▶ **Task goal**: Retyping each entry exactly is the whole task.

▶ **Dataset extract**:
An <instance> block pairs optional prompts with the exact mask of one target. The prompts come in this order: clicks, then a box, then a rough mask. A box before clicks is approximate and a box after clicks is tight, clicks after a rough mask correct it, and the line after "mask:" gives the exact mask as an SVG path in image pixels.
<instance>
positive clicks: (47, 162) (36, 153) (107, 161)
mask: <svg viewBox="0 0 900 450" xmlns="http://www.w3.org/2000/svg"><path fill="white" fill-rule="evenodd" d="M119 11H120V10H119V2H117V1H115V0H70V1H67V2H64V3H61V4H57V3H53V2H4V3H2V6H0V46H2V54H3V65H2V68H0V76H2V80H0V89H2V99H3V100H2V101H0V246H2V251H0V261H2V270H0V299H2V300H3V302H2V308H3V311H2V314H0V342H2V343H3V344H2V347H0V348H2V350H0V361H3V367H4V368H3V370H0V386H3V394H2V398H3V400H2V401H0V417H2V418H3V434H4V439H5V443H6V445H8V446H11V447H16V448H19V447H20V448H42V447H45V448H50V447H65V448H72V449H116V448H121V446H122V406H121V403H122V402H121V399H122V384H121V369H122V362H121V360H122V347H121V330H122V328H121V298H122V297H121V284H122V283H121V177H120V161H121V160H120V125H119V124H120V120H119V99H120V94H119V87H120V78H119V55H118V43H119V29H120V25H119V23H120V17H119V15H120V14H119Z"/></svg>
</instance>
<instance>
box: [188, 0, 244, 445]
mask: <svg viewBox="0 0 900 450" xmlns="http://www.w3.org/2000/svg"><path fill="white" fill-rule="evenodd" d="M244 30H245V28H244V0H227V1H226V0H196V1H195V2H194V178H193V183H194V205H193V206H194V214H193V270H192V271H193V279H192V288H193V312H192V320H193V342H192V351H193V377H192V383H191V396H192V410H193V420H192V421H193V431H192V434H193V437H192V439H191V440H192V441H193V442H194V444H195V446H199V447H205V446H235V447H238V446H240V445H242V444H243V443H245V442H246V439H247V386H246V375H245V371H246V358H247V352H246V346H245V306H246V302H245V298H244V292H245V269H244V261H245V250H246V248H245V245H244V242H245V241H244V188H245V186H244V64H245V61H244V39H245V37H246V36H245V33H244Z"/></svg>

▶ **Answer**:
An <instance> block pairs optional prompts with the exact mask of one target. The prompts come in this order: clicks, then a box, then a rough mask. A box before clicks is approximate and a box after clicks is tight, clicks after a rough mask correct it, and the line after "mask:" gives the exact mask as an SVG path in image pixels.
<instance>
positive clicks: (47, 162) (36, 153) (107, 161)
mask: <svg viewBox="0 0 900 450" xmlns="http://www.w3.org/2000/svg"><path fill="white" fill-rule="evenodd" d="M119 11H120V10H119V2H117V1H115V0H70V1H67V2H64V3H61V4H57V3H53V2H4V3H2V6H0V46H2V54H3V65H2V68H0V76H2V80H0V89H2V99H3V100H2V101H0V246H2V251H0V261H2V270H0V299H2V300H3V302H2V308H3V311H2V314H0V342H2V343H3V344H2V347H0V348H2V350H0V361H3V367H4V368H3V370H0V386H3V394H2V398H3V400H2V401H0V417H2V418H3V434H4V439H5V443H6V445H8V446H11V447H16V448H19V447H20V448H42V447H45V448H50V447H65V448H72V449H116V448H121V446H122V406H121V403H122V402H121V399H122V384H121V369H122V362H121V360H122V347H121V330H122V328H121V298H122V297H121V284H122V283H121V177H120V161H121V160H120V125H119V124H120V120H119V99H120V94H119V87H120V78H119V55H118V43H119V29H120V25H119V23H120V17H119V15H120V14H119Z"/></svg>
</instance>
<instance>
box: [188, 0, 244, 445]
mask: <svg viewBox="0 0 900 450" xmlns="http://www.w3.org/2000/svg"><path fill="white" fill-rule="evenodd" d="M244 30H245V28H244V0H227V1H226V0H196V1H195V2H194V178H193V183H194V205H193V206H194V214H193V270H192V271H193V279H192V288H193V312H192V320H193V342H192V351H193V377H192V383H191V396H192V410H193V420H192V421H193V431H192V434H193V437H192V439H191V440H192V441H193V442H194V444H195V446H199V447H205V446H235V447H238V446H240V445H242V444H243V443H245V442H246V439H247V386H246V375H245V371H246V358H247V352H246V346H245V306H246V302H245V298H244V292H245V269H244V261H245V250H246V248H245V245H244V242H245V241H244V188H245V186H244V64H245V61H244V39H245V37H246V36H245V33H244Z"/></svg>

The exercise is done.